**Requests**
1) In the regex thread, what does sphennings suggest implementing instead of a regular expression?
2) Transcribe the stretch of the regex thread from "I am still learning" through "Thanks in advance!".

**Document segment**
┌──

-2

I am still learning regex and I cannot find the solution to my problem. I want to match all single quotes in a string, but not if the single quote is within a double quote.

For example, I have a string:

'['hello', "that's great", "Good to see you O'shay"]'

I would like to be able to match the single quotes around 'hello', but not the single quotes nested inside the double quotes.

I hope that makes sense! Thanks in advance!

edit

Instead of matching the single quotes, would be possible to obtain the strings, i.e.

'['hello', "that's great", "Good to see you O'shay"]'

to

'[hello, that's great, Good to see you O'shay]'

Not sure if that makes the problem easier or harder? Would welcome being enlightened!

Cellan
  • 37
  • 7
  • 3
    This looks like a variant of the impossible-to-implement-in-regex problem of [matching nested patterns](https://stackoverflow.com/questions/133601/can-regular-expressions-be-used-to-match-nested-patterns). Some variants of regex support balanced groups but I don't think that is part of Python's core regex library. You'll want to implement some sort of simple parser. – sphennings Sep 06 '21 at 22:16
  • Ah, okay. I was hoping there was an "easy" way that I was overlooking, so thank you for clarifying! – Cellan Sep 06 '21 at 22:22

1 Answers1

2

Not a pure regular expression solution. Mainly the string is subdivided in parts and the undesired ones are removed afterwards:

test = '''['hello', "that's great", "Good to see you O'shay"]'''


import re

parts = re.split(r"(\"[^\"]*\"|'[^']*')", test)

└──

(Excerpts of pointing data)

┌──

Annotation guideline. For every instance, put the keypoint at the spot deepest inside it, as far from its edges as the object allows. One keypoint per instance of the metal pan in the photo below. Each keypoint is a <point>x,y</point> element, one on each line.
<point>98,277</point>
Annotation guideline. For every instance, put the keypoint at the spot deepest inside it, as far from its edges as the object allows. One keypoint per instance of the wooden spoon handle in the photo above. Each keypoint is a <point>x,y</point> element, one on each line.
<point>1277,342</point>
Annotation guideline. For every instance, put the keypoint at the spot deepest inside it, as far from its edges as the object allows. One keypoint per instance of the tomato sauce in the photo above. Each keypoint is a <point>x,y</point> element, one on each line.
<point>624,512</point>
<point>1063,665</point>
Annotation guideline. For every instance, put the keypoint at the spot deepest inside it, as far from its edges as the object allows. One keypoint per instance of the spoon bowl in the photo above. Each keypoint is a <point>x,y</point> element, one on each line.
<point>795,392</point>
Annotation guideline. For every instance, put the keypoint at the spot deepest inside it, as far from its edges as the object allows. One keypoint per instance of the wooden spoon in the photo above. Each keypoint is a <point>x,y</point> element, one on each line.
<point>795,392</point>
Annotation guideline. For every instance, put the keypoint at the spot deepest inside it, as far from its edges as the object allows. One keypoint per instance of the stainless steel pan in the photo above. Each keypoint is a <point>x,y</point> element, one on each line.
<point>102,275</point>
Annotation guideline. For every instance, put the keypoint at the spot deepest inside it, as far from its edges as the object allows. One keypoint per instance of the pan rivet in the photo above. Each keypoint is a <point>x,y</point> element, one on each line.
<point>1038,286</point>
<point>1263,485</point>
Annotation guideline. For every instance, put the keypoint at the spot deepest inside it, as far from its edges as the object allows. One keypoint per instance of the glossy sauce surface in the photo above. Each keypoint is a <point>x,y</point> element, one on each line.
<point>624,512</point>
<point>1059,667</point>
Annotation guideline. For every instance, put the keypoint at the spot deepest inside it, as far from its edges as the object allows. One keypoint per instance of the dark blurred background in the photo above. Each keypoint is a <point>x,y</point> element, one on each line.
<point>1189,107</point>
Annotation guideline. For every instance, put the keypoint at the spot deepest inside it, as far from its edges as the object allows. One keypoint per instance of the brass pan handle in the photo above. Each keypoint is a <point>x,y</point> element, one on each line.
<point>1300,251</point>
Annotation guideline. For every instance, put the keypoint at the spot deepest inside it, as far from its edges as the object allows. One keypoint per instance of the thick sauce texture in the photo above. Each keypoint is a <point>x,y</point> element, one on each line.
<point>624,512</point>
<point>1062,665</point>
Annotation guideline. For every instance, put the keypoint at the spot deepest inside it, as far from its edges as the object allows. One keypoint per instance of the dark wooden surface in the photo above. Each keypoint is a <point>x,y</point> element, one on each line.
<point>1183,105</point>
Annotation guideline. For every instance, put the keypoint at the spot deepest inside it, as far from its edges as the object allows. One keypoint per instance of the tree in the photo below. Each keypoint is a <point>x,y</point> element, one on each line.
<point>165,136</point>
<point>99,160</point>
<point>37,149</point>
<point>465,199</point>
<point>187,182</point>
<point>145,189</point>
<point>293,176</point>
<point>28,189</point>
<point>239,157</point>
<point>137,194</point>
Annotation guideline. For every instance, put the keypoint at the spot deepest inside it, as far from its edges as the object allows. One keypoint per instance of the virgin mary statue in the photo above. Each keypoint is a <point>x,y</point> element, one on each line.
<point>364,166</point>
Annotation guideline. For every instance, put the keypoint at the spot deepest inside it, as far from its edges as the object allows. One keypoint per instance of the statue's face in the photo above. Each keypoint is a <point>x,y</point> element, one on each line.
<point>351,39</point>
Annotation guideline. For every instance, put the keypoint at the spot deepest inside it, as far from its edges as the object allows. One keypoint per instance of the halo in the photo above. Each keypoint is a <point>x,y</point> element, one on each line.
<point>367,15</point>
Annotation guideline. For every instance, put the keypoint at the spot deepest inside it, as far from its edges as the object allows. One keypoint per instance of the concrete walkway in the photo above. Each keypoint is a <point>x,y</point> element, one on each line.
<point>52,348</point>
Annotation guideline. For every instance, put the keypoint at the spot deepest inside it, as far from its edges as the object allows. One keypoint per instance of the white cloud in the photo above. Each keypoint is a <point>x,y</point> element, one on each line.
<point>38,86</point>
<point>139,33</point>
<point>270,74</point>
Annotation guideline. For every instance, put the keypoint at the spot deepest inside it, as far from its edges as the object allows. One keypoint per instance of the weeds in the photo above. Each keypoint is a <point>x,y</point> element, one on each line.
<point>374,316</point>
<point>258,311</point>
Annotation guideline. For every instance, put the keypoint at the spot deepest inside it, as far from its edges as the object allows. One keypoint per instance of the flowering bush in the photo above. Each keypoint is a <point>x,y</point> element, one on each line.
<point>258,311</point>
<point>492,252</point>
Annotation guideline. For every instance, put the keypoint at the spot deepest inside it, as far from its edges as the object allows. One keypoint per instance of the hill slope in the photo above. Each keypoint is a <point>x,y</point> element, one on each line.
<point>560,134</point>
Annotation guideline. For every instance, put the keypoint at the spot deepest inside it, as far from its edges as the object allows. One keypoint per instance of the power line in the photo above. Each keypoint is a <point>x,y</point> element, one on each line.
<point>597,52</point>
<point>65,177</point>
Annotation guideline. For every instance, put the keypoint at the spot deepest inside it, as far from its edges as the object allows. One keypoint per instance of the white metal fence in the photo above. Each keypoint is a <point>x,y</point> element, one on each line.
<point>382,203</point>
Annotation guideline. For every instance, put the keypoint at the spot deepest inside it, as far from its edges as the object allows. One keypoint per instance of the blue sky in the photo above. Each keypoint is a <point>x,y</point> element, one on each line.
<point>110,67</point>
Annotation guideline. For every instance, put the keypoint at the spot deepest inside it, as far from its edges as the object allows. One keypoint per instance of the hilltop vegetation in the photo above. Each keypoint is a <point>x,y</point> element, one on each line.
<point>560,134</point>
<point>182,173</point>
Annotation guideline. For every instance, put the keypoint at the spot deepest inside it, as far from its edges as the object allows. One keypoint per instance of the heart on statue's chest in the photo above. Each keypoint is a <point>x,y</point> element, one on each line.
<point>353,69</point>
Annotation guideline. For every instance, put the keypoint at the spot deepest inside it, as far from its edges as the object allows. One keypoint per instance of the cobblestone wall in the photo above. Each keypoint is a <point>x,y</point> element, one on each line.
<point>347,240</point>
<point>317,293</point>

└──

**Complete answers**
1) Some sort of simple parser.

2)
I am still learning regex and I cannot find the solution to my problem. I want to match all single quotes in a string, but not if the single quote is within a double quote.

For example, I have a string:

'['hello', "that's great", "Good to see you O'shay"]'

I would like to be able to match the single quotes around 'hello', but not the single quotes nested inside the double quotes.

I hope that makes sense! Thanks in advance!